Cuts to the UK’s foreign aid budget are to remain for at least another three years, with aid spending below the statutory target of 0.7% until at least 2024-25, the Treasury has announced.

The budget is likely to face a third round of cuts as the Treasury prepares to classify as aid billions of spending including debt relief previously outside the aid budget, so reducing the sums left for core humanitarian aid. Charities claimed “accountancy tricks” would result in £1bn being taken from the aid budget overall.

The Foreign, Commonwealth and Development Office (FCDO) said its budget would continue to be set at 0.5% of gross national income (GNI), so rising from £9bn to £10.9bn over the next three years. The size of the increase dashes hopes that the aid budget would be restored in the near term to 0.7% of GNI.

Ministers had previously pledged to restore the aid budget only once government borrowing for day-to-day spending ended. They say these conditions will not be met until 2024-25.

Related: Equality and climate feel force of UK’s foreign aid cuts

Bond, the UK network for organisations working in international development, said it looked certain that the Treasury would use “accountancy trickery” to make the aid budget pay for such areas as excess vaccine doses and debt relief, “so the government is once again balancing the books on the backs of the poorest and jeopardising trust in the UK around the world”.

→ **PROBLEM DETAILS**: Can you pick up the article on the UK's foreign aid cuts after its final sentence and carry it forward?

→ **RECORDED DATA**:
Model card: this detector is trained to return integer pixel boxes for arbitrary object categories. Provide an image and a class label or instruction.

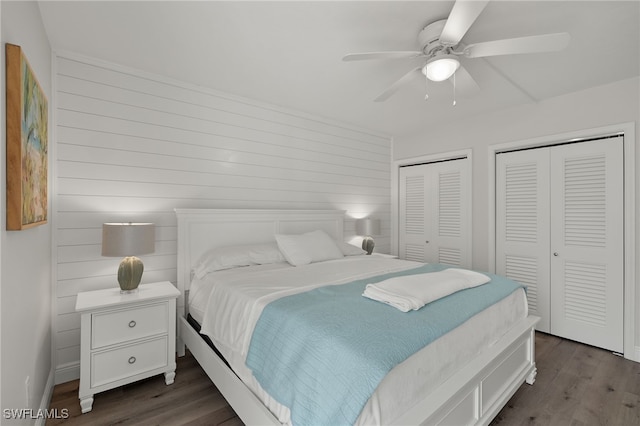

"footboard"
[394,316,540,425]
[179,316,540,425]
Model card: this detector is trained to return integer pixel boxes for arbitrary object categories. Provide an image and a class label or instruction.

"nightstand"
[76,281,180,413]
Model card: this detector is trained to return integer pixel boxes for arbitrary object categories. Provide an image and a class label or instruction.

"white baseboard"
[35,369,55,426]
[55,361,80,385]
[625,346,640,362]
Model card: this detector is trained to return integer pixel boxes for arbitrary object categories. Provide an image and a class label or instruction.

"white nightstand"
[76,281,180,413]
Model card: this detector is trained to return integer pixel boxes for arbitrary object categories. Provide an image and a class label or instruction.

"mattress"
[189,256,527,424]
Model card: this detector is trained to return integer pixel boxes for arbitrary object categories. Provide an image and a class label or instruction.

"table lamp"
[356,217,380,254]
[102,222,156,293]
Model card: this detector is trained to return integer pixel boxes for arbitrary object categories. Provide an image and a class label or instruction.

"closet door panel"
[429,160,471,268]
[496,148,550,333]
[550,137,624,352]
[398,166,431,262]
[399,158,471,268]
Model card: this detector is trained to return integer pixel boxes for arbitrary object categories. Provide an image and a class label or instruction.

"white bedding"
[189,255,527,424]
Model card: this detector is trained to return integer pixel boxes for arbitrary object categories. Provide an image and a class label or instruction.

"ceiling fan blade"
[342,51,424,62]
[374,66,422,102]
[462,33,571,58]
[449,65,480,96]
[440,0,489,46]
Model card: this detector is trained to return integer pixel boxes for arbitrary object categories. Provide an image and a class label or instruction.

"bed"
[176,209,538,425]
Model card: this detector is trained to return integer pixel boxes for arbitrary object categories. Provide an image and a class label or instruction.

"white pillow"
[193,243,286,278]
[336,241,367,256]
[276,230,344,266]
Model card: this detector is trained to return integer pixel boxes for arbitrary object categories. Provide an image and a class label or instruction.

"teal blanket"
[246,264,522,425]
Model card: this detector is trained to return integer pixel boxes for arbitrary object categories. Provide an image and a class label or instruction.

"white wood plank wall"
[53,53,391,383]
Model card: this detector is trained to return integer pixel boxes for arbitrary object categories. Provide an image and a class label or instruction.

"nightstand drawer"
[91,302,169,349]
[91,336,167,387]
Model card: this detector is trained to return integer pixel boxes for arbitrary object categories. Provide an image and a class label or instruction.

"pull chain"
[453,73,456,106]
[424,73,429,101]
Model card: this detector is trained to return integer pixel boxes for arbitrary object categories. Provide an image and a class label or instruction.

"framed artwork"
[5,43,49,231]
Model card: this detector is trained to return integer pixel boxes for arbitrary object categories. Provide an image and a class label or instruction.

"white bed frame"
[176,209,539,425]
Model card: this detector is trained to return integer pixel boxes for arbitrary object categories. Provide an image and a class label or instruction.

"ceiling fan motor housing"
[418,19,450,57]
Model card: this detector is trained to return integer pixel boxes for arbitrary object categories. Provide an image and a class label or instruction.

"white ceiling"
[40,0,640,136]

→ **SOLVED EXERCISE**:
Amy Dodd, the director of development finance policy at the One campaign, which lobbies on global poverty, said there were “serious question marks” around what the budget meant for UK aid, adding: “This lack of clarity given is disappointing and strengthens concerns that the chancellor is using accounting trickery to make further cuts.”

The FCDO budget was first cut in 2019 as the overall size of the economy was hit by the Covid pandemic, and then again when the Treasury insisted that the aid budget fall from the statutorily imposed 0.7% of GNI to 0.5%.

The continued nonadherence to the 0.7% target, arguably breaching statutory requirements and a Conservative manifesto pledge, was never put before the Lords but was endorsed in the Commons despite a sizeable Conservative revolt.

The defeat of the revolt opened the way for the chancellor to mount a further stealth raid on the aid budget in the spending review.

Amid briefings from charities that the chancellor was planning to reclassify tranches of aid, allies of the new foreign secretary, Liz Truss, said that as a former chief secretary to the Treasury she was alive to the Treasury’s methods and would be able to protect the budget.

The argument will now turn on whether the categories of spending newly classified as overseas development assistance should ever have been outside the Official Development Assistance (ODA) budget.

The Treasury is understood to want some foreign currency handouts from the International Monetary Fund – known as special drawing rights – to count as aid. These financial mechanisms are designed to help developing countries cope with Covid.

It is also understood to want to designate the cost of giving Covid vaccines to developing countries as official aid, something the prime minister pledged not to do at the G7 summit.